■ **THE RECORDS**
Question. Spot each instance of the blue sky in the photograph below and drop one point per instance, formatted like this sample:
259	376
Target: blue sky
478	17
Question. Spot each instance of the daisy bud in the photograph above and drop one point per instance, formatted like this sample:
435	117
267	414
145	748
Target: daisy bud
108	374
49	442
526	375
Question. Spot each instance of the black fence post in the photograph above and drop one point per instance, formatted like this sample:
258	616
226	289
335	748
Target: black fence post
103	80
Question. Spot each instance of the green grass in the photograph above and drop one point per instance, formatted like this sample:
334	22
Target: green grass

■ **TASK STATEMENT**
Render the material above as a JSON list of strings, one string for each line, with blank lines omitted.

■ **RESULT OF THE TASK**
[
  "Question. Spot each instance of the blue sky in the photograph below and drop one point per instance, formatted like this sample:",
  "259\t376",
  "Target: blue sky",
  "478\t17",
  "Question. Spot each instance of the daisy bud in the photograph above and drop one point per instance, formatted like this sample:",
  "435\t117",
  "267\t414",
  "145\t748",
  "Target: daisy bud",
  "108\t374",
  "49\t442",
  "526\t375",
  "Question. Spot each instance of the black fence post in the photograph above and drop one point per instance, formatted like this sample:",
  "258\t616",
  "226\t289",
  "335\t748",
  "Target: black fence post",
  "103\t80",
  "Question. Spot each instance of the green grass in the photograph above and drop one point per instance, formatted like this sample:",
  "334\t22",
  "Target: green grass"
]